Copy every one of the entries below word for word, leaving nothing out.
"""
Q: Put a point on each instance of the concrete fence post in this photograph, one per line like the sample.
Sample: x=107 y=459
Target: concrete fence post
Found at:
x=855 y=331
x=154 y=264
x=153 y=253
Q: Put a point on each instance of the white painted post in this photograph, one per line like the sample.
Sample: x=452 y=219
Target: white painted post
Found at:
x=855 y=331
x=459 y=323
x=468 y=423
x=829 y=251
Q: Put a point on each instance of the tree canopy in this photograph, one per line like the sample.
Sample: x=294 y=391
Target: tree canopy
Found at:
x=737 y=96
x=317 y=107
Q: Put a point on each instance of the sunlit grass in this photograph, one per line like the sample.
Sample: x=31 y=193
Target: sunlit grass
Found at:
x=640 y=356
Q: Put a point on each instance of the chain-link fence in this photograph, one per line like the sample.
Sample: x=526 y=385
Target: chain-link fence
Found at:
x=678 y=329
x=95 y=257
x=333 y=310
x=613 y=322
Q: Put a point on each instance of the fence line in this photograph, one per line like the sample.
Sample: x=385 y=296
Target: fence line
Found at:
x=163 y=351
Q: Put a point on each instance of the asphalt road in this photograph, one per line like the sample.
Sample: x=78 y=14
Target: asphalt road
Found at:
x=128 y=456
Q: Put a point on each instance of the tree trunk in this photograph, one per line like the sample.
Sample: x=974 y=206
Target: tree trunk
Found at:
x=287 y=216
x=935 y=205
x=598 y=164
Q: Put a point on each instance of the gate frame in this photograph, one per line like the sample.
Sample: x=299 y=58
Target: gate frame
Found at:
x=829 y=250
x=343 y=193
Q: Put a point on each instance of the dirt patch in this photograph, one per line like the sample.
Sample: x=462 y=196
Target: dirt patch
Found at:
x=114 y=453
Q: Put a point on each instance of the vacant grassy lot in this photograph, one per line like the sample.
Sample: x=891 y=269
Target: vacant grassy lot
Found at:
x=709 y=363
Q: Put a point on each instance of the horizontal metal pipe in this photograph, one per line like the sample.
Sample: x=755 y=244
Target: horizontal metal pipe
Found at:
"""
→ **The result**
Q: Put a point on each instance of the concrete fence post in this photograph, one per line like the sample.
Sample: x=107 y=459
Target: concrete fence post
Found at:
x=855 y=331
x=154 y=264
x=153 y=253
Q: Put a point on each instance of the white painted post in this photograph, one per line like the sample.
Sample: x=452 y=219
Target: white painted post
Found at:
x=855 y=331
x=459 y=323
x=468 y=423
x=829 y=251
Q: Put a point on each instance of the tree canopy in this photograph, one per line like the sample.
Sample: x=294 y=391
Target: tree canopy
Found at:
x=737 y=96
x=317 y=107
Q: Put a point on each instance of the sunlit grass in this photograph, one per line like the sample.
Sample: x=31 y=193
Target: sunlit grass
Found at:
x=640 y=356
Q: Put a point on each instance of the chain-link fence in this photograph, one per line like the sample.
Sample: x=526 y=385
Target: chain-link fence
Found at:
x=678 y=329
x=95 y=257
x=333 y=310
x=613 y=322
Q: Put a point on each instance of the fence line in this photograph, one per line like the sample.
Sample: x=385 y=296
Target: fence line
Found at:
x=163 y=351
Q: Put a point on each instance of the asphalt road in this photograph, one per line like the sample.
Sample: x=78 y=14
Target: asphalt road
Found at:
x=128 y=456
Q: Put a point on each instance of the tree trunk in this photograph, one per line like the sample.
Sample: x=974 y=206
Target: tree trunk
Found at:
x=287 y=216
x=935 y=205
x=598 y=164
Q: Put a point on each instance of the gate frame in this photograph, one per line like the sample.
Sample: x=299 y=58
Target: gate frame
Found at:
x=829 y=250
x=343 y=193
Q: Put a point on each instance of the dirt patch in this photograph, one per line like the sample.
Sample: x=462 y=196
Target: dirt patch
Found at:
x=114 y=453
Q: Put a point on each instance of the vacant grassy lot in this photograph, one per line like the sample.
Sample: x=891 y=269
Target: vacant grassy lot
Found at:
x=709 y=363
Q: Put a point on each instance of the horizontal metal pipe in this photograph, one per line like the sample.
Sample: x=755 y=244
Target: horizontal metal pipe
Found at:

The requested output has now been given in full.